* _Data entries_:
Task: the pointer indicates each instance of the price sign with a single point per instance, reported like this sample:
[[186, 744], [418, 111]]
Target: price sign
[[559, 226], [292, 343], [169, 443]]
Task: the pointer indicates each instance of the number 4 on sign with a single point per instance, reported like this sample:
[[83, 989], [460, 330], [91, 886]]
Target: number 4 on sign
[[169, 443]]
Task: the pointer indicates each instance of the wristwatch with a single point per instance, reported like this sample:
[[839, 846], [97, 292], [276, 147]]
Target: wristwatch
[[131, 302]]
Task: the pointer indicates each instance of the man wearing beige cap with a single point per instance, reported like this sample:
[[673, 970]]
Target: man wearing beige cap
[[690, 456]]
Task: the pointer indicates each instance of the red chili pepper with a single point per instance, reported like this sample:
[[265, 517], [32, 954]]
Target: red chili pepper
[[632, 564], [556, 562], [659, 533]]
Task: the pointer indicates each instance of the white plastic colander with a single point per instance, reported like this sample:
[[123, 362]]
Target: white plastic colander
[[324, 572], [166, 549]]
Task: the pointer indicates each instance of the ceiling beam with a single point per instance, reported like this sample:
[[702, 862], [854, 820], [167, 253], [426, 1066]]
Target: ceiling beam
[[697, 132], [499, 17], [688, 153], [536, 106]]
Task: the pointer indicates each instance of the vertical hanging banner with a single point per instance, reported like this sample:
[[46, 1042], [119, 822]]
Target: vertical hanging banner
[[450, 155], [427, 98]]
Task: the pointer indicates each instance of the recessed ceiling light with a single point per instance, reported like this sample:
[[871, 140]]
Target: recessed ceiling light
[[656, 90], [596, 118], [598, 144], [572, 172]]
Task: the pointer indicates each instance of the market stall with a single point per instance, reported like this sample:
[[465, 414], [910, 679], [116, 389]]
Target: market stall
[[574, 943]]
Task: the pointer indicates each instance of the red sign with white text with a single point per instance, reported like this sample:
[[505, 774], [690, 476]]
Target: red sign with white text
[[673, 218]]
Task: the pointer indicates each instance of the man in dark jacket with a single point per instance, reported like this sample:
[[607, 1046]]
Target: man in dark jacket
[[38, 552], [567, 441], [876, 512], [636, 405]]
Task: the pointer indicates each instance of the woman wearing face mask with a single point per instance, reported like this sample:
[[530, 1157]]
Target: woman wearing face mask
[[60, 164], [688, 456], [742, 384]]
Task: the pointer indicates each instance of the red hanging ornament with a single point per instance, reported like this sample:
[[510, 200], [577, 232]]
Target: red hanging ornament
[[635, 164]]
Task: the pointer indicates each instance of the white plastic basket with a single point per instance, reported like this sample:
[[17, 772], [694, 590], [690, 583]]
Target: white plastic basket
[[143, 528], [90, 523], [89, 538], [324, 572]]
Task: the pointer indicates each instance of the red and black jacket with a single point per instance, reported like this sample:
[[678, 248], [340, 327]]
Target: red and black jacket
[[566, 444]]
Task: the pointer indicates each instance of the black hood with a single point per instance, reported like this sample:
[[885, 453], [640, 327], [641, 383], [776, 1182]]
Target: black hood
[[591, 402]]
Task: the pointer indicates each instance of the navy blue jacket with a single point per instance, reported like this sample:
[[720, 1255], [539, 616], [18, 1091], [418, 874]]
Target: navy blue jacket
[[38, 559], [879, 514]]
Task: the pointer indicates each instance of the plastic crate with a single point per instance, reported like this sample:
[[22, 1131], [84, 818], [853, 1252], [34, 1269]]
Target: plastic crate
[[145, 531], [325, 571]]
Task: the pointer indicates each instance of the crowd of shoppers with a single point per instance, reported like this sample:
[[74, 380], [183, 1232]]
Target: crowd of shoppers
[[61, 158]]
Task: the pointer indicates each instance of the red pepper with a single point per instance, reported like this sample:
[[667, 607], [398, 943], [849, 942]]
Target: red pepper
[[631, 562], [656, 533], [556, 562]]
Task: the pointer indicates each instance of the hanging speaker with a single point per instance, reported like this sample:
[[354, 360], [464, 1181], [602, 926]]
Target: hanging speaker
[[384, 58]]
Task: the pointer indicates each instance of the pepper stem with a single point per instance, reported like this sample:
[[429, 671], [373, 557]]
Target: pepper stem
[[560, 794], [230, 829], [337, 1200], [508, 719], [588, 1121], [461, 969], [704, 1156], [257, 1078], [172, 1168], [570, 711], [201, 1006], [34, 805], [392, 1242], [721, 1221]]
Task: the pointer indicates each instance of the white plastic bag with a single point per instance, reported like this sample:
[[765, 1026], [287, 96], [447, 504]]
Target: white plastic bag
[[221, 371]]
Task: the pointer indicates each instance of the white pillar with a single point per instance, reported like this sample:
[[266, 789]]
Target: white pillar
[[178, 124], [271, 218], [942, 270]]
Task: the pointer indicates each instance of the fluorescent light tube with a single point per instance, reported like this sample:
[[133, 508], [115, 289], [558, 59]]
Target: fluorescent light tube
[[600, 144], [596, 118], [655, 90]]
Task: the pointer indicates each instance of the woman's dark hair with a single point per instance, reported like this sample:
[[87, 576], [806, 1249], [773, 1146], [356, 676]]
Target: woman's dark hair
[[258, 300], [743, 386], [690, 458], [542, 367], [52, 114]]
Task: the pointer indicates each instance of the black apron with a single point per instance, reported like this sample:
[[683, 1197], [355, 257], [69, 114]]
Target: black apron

* _The request_: Can you retype every one of the lines above, from the first to the last, without changing a single character?

* _Response_:
Task: the pointer indicates each instance of the price sign with a single point per instance, reported like this sample:
[[186, 744], [418, 111]]
Target: price sign
[[559, 226], [292, 343], [169, 443]]
Task: the pointer indicates each instance of the number 4 on sign with a single point per instance, reported like this sample:
[[83, 989], [460, 330], [91, 886]]
Target: number 4 on sign
[[169, 443]]
Task: the pointer indicates each instance of the wristwatch with a single point per instance, reported like this sample:
[[839, 846], [97, 292], [276, 147]]
Target: wristwatch
[[131, 302]]
Task: the pointer indicates each instance of the man wearing beige cap with a single point per instance, reported like this sample:
[[673, 970]]
Target: man wearing beige cap
[[690, 456]]
Task: the pointer indicates each instance of the red chili pepper with a single point per instance, reported like this sample:
[[265, 517], [32, 954]]
Target: red chili pepper
[[632, 564], [556, 562], [659, 533]]
Task: the pointer indicates each instance of the white plastic colander with a single point per instance, reported like this sample:
[[123, 362]]
Target: white plastic colander
[[324, 572], [166, 549]]
Task: the pointer indicates each instance of the ceiling beam with a single point per instance, reported like this sample:
[[702, 862], [854, 820], [167, 253], [426, 1066]]
Target: ceiling beam
[[697, 132], [499, 17], [688, 153], [536, 106]]
Task: the pointer indicates each instance of the vertical hanging banner with a single point per instance, reported like this sample:
[[46, 1042], [119, 822]]
Target: vertical hanging banner
[[450, 155], [427, 98]]
Task: the pointer indicates each instance of the recessed ceiling light with a single point per instance, reported like this sample:
[[871, 140]]
Target: recessed ceiling light
[[656, 90], [596, 118], [598, 144], [572, 172]]
Task: the pointer indicates each instance of the market stall with a single point per instance, reported like this sample:
[[465, 414], [910, 679], [116, 389]]
Target: market stall
[[574, 943]]
Task: the pointer indicates each instance of the red sign with white text with a single point per instance, reported like this sample:
[[505, 774], [690, 476]]
Target: red sign with white text
[[673, 218]]
Task: the pointer indicates each instance of the man in dark jacket with a single point per instance, reported like this sample:
[[607, 1046]]
Target: man in dark jacket
[[38, 552], [567, 441], [876, 512], [636, 405]]
Task: the pointer indicates each instance of the woman wearing face mask with a single point per instance, reported like this sample:
[[530, 1157]]
Target: woman wearing face mask
[[60, 164], [688, 456], [742, 384]]
Task: the pointer indicates each instance of the red hanging ornament with a single point per instance, reported like this sample:
[[510, 200], [577, 232]]
Target: red hanging ornament
[[635, 164]]
Task: the pointer indicates each instance of the white plastic basket with a single point per instance, reported like this sample:
[[17, 772], [694, 590], [690, 583]]
Target: white plastic basket
[[143, 528], [90, 523], [89, 538], [324, 572]]
Task: the pointer indicates each instance of the red and black jacket with a single point per instance, reported like this sample:
[[678, 248], [340, 327]]
Target: red and black jacket
[[566, 444]]
Task: the pointer indicates each instance of the black hood with a single point per instance, reported like this sample:
[[885, 453], [640, 327], [641, 383], [776, 1182]]
Target: black hood
[[591, 402]]
Task: the pointer indicates each instance of the navy blue jacket with a single point per instance, reported like this sample:
[[720, 1255], [539, 616], [18, 1091], [418, 874]]
Target: navy blue jacket
[[38, 559], [879, 514]]
Task: the pointer indicates each instance of the plastic crate with a single point per instance, reported like this sample:
[[22, 1131], [84, 818], [853, 1252], [34, 1269]]
Target: plastic crate
[[145, 531], [325, 571]]
Task: the pointer indicates each instance of the crowd of shoppers with a single point per instance, reported like this sample:
[[74, 380], [183, 1232]]
Target: crowd of shoppers
[[61, 158]]
Task: the pointer indicates each instance of the red pepper with a single point per instance, reported like this sample:
[[667, 607], [398, 943], [849, 942]]
Target: red pepper
[[631, 562], [656, 533], [556, 562]]
Task: the pointer indicates each instance of the hanging speaker with a single point per instance, reported like this sample:
[[354, 360], [464, 1181], [602, 926]]
Target: hanging speaker
[[384, 58]]
Task: the pointer indicates each instance of the pepper stem with a single point per instance, reported like this sample:
[[429, 671], [373, 557]]
Target: pepper stem
[[560, 794], [230, 829], [337, 1200], [508, 719], [588, 1121], [461, 969], [704, 1156], [257, 1078], [172, 1168], [570, 711], [201, 1006], [34, 805], [392, 1242], [721, 1221]]
Task: the pointer indicates each instance of the white plastic bag with a single point per instance, reported like this sample:
[[765, 1026], [287, 96], [447, 504]]
Target: white plastic bag
[[221, 371]]
Task: the pointer indicates each instance of the white pillar with a single point per instance, reported like this sample:
[[266, 789]]
Target: white pillar
[[178, 124], [271, 218], [942, 270]]
Task: the pointer indicates each instance of the fluorescent light tube with a single point per instance, reported like this sample:
[[133, 508], [115, 289], [558, 59]]
Target: fluorescent light tube
[[600, 144], [596, 118], [655, 90]]
Task: the pointer indicates each instance of the woman's dark hair with a single point per instance, reported like this sample:
[[87, 576], [806, 1249], [773, 1146], [356, 676]]
Target: woman's dark hair
[[258, 300], [743, 386], [690, 458], [542, 367], [52, 114]]
Task: the pointer indicates each instance of the black apron with a single point per instance, reported like this sample:
[[683, 1197], [355, 257], [69, 114]]
Target: black apron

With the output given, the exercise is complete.